__The task__. Type out all the records word for word. Any pictures are to be left out.

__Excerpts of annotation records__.
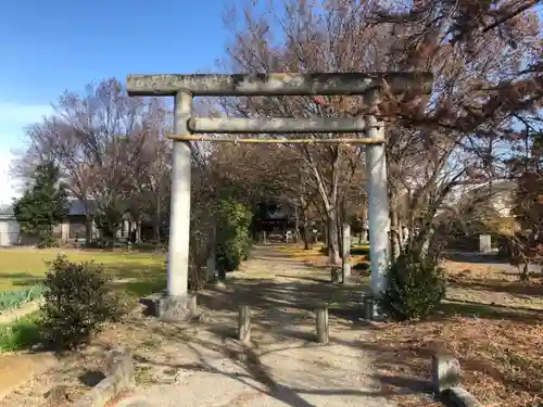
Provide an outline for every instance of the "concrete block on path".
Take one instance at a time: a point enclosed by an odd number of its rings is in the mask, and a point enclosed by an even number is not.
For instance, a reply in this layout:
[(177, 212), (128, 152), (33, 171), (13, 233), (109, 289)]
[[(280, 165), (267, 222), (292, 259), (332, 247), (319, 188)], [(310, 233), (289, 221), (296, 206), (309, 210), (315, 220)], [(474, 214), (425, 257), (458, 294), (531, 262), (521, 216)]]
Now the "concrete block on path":
[(134, 361), (126, 348), (108, 354), (108, 376), (75, 403), (75, 407), (104, 407), (121, 392), (134, 387)]

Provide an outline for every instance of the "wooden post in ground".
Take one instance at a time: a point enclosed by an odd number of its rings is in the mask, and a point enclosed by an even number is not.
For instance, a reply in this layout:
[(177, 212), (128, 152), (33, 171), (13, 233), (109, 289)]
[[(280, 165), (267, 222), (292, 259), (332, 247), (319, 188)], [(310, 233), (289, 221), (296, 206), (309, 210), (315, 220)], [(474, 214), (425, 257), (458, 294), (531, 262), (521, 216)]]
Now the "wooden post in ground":
[(328, 308), (317, 308), (317, 342), (320, 345), (327, 345), (330, 331), (328, 327)]
[(251, 341), (251, 307), (249, 305), (239, 307), (238, 339), (244, 343)]

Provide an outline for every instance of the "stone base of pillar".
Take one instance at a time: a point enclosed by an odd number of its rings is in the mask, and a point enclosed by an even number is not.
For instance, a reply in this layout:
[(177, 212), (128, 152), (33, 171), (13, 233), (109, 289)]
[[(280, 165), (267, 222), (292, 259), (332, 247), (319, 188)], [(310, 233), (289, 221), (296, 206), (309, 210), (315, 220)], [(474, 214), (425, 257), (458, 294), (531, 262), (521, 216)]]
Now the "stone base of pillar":
[(186, 321), (195, 316), (197, 296), (163, 296), (156, 301), (156, 318), (161, 321)]
[(197, 316), (197, 296), (192, 294), (171, 296), (160, 293), (140, 301), (148, 307), (147, 315), (165, 322), (187, 321)]

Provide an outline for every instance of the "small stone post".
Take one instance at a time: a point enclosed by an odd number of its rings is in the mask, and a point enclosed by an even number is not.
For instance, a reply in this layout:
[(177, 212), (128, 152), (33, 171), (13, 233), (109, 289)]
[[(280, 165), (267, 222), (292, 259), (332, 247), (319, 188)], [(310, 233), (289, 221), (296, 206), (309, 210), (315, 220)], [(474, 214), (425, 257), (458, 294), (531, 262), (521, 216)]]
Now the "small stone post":
[(239, 307), (238, 339), (243, 343), (251, 341), (251, 307), (249, 305)]
[(341, 282), (343, 284), (349, 283), (351, 278), (351, 264), (349, 259), (351, 257), (351, 226), (349, 224), (343, 225), (343, 254), (341, 256)]
[(479, 236), (479, 252), (481, 253), (492, 252), (492, 237), (490, 234)]
[(327, 345), (330, 331), (328, 327), (328, 308), (321, 307), (317, 308), (317, 342), (320, 345)]
[(455, 387), (460, 382), (460, 364), (449, 355), (433, 355), (432, 386), (437, 394), (445, 389)]

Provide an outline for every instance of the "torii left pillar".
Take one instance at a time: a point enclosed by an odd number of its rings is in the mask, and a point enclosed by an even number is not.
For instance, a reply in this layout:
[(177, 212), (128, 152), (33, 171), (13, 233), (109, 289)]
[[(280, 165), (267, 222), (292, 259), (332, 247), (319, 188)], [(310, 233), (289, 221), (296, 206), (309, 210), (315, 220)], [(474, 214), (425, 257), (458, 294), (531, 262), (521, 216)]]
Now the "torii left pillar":
[[(175, 96), (174, 132), (189, 133), (187, 122), (192, 111), (192, 94)], [(190, 166), (191, 149), (186, 141), (174, 141), (172, 199), (169, 209), (169, 249), (167, 295), (156, 301), (156, 316), (162, 320), (186, 320), (195, 311), (197, 298), (188, 292), (190, 241)]]

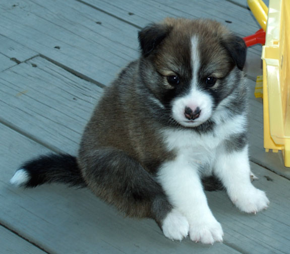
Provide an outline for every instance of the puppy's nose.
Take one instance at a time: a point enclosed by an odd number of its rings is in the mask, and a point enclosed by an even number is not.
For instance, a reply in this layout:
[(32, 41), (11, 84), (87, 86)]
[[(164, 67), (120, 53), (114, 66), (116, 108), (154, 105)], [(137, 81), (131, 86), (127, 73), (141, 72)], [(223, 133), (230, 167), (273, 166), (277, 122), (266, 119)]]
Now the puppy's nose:
[(201, 110), (197, 107), (194, 112), (189, 107), (186, 107), (184, 110), (184, 115), (189, 120), (194, 120), (199, 117)]

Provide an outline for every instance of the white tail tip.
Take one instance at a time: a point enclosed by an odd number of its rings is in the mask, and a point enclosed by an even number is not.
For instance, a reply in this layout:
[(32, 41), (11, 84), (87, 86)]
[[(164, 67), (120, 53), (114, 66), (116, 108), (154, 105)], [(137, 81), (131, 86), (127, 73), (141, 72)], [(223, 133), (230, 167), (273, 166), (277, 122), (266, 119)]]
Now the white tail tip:
[(30, 177), (25, 169), (19, 169), (16, 171), (13, 177), (10, 179), (10, 183), (13, 185), (20, 186), (24, 185), (29, 180)]

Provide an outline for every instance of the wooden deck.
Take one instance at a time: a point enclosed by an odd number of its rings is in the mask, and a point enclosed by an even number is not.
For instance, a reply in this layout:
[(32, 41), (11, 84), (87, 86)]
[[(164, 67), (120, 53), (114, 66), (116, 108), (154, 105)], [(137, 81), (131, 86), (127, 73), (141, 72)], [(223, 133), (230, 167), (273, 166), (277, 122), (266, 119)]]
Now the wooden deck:
[(290, 170), (263, 148), (262, 104), (254, 97), (261, 47), (248, 50), (251, 166), (271, 204), (240, 212), (224, 192), (207, 193), (223, 243), (172, 242), (151, 220), (124, 218), (88, 190), (18, 189), (9, 179), (25, 160), (76, 154), (94, 105), (138, 56), (137, 32), (167, 16), (210, 18), (238, 34), (259, 28), (242, 0), (1, 0), (1, 253), (289, 253)]

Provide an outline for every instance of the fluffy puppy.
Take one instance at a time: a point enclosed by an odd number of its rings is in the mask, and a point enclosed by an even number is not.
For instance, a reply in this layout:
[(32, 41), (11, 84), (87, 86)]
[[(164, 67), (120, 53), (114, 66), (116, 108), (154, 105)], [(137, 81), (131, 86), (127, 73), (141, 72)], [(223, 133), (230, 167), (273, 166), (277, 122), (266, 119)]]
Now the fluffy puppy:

__Task result__.
Provide an outline for every instance of the "concrete block on path".
Take one instance at a time: a point enclosed by an odd number of its rings is in the mask, and a point enclosed by an even number is not.
For instance, a reply in this layout:
[(177, 212), (128, 152), (33, 171), (13, 233), (109, 289)]
[[(280, 165), (267, 222), (292, 259), (332, 247), (319, 188)], [(310, 233), (289, 221), (296, 206), (309, 210), (315, 220)], [(474, 214), (425, 257), (458, 294), (531, 262), (521, 216)]]
Now the "concrete block on path":
[(134, 361), (126, 348), (108, 354), (108, 376), (75, 403), (75, 407), (104, 407), (121, 392), (134, 387)]

Provide an outline for every instance of the "wooden post in ground".
Take one instance at a time: a point enclosed by an odd number of its rings is in the mask, and a point enclosed by an even number is not.
For instance, a reply in this layout:
[(177, 212), (128, 152), (33, 171), (13, 233), (109, 289)]
[[(280, 165), (267, 222), (292, 259), (332, 247), (319, 188)], [(310, 233), (289, 221), (296, 206), (309, 210), (315, 220)], [(474, 214), (425, 257), (458, 294), (531, 262), (521, 216)]]
Now the "wooden post in ground":
[(328, 308), (317, 308), (317, 342), (320, 345), (327, 345), (330, 331), (328, 327)]
[(251, 341), (251, 307), (249, 305), (239, 307), (238, 339), (244, 343)]

Provide an outline for every instance of the "stone base of pillar".
Take one instance at a time: a point enclosed by an odd number of its rings is in the mask, and a point enclosed by an even number is not.
For instance, a reply in this layout:
[(177, 212), (128, 152), (33, 171), (13, 233), (109, 289)]
[[(280, 165), (267, 222), (292, 259), (332, 247), (319, 188)], [(310, 233), (289, 221), (296, 206), (309, 210), (315, 220)], [(474, 214), (425, 257), (458, 294), (531, 262), (521, 216)]]
Now the "stone base of pillar":
[(186, 321), (195, 316), (197, 296), (163, 296), (156, 301), (156, 318), (161, 321)]
[(197, 316), (197, 296), (192, 294), (171, 296), (160, 293), (140, 301), (148, 307), (147, 315), (165, 322), (187, 321)]

Provide an outline for every instance of the "small stone post".
Take one instance at a time: a point enclosed by an odd number of its rings is in the mask, and a point enclosed by an even number is not.
For instance, a reply in this layout:
[(177, 212), (128, 152), (33, 171), (13, 233), (109, 289)]
[[(280, 165), (267, 222), (292, 259), (332, 247), (319, 188)], [(310, 233), (289, 221), (296, 206), (309, 210), (315, 220)], [(474, 214), (425, 257), (458, 294), (531, 262), (521, 216)]]
Now the "small stone post":
[(239, 307), (238, 339), (243, 343), (251, 341), (251, 307), (249, 305)]
[(341, 282), (343, 284), (349, 283), (351, 278), (351, 264), (349, 259), (351, 257), (351, 226), (349, 224), (343, 225), (343, 254), (341, 256)]
[(479, 236), (479, 252), (481, 253), (492, 252), (492, 237), (490, 234)]
[(327, 345), (330, 331), (328, 327), (328, 308), (321, 307), (317, 308), (317, 342), (320, 345)]
[(455, 387), (460, 382), (460, 364), (449, 355), (433, 355), (432, 386), (437, 394), (445, 389)]

Provide an outline for every instance of the "torii left pillar".
Take one instance at a time: a point enclosed by an odd number of its rings is in the mask, and a point enclosed by an even number is not.
For instance, a reply in this layout:
[(177, 212), (128, 152), (33, 171), (13, 233), (109, 289)]
[[(280, 165), (267, 222), (292, 259), (332, 247), (319, 188)], [(310, 233), (289, 221), (296, 206), (309, 210), (315, 220)], [(474, 214), (425, 257), (458, 294), (531, 262), (521, 216)]]
Now the "torii left pillar":
[[(175, 96), (174, 132), (189, 133), (187, 122), (192, 111), (192, 94)], [(190, 166), (191, 149), (186, 141), (174, 141), (172, 199), (169, 209), (169, 249), (167, 295), (156, 301), (156, 316), (162, 320), (186, 320), (195, 311), (197, 298), (188, 292), (190, 241)]]

Provide an outline for every instance of the puppy's nose.
Take one instance at a time: a point enclosed by an odd number of its rings is in the mask, and a point enclosed by an even number is not.
For instance, a reply in this layout:
[(32, 41), (11, 84), (87, 86)]
[[(164, 67), (120, 53), (114, 66), (116, 108), (154, 105)], [(137, 81), (131, 86), (127, 73), (141, 72)], [(223, 133), (230, 167), (273, 166), (277, 122), (266, 119)]]
Now the puppy's nose:
[(201, 110), (197, 107), (194, 112), (189, 107), (186, 107), (184, 110), (184, 115), (189, 120), (194, 120), (199, 117)]

Provide an outline for every instance of the white tail tip.
Take one instance at a time: a point enclosed by an odd number of its rings is in the mask, and a point enclosed by an even number is not.
For instance, a reply in this layout:
[(32, 41), (11, 84), (87, 86)]
[[(164, 67), (120, 53), (114, 66), (116, 108), (154, 105)], [(137, 81), (131, 86), (127, 73), (141, 72)], [(223, 133), (230, 167), (273, 166), (277, 122), (266, 119)]]
Now the white tail tip:
[(30, 177), (25, 169), (19, 169), (16, 171), (13, 177), (10, 179), (10, 183), (13, 185), (20, 186), (24, 185), (29, 180)]

Provide an outline for every instance of the wooden deck.
Take one instance at a time: a point enclosed by an odd number of its rings is in the mask, and a point enclosed by an even number is not.
For instance, a reply in this layout:
[(32, 41), (11, 84), (87, 86)]
[[(164, 67), (120, 53), (114, 66), (116, 108), (154, 105)], [(137, 81), (131, 86), (127, 73), (141, 72)], [(223, 133), (230, 167), (273, 166), (277, 122), (266, 119)]]
Now the wooden deck:
[(290, 170), (263, 148), (262, 104), (254, 97), (261, 47), (248, 50), (251, 166), (271, 204), (240, 212), (224, 192), (207, 193), (223, 243), (172, 242), (151, 220), (124, 218), (88, 190), (18, 189), (9, 179), (25, 160), (76, 154), (94, 105), (138, 56), (137, 32), (167, 16), (210, 18), (238, 34), (259, 28), (242, 0), (1, 0), (1, 253), (289, 253)]

Provide an outline for every instance of the fluffy puppy.
Take one instance at a time: a point enclosed by an odd number of its rings is in the mask, and a point enclosed by an even number is not.
For instance, a reply in this layout:
[(32, 41), (11, 84), (87, 86)]
[[(164, 67), (120, 53), (114, 66), (116, 108), (154, 105)], [(137, 81), (131, 86), (127, 73), (141, 72)], [(223, 133), (230, 167), (273, 166), (277, 122), (266, 119)]]
Now the fluffy puppy:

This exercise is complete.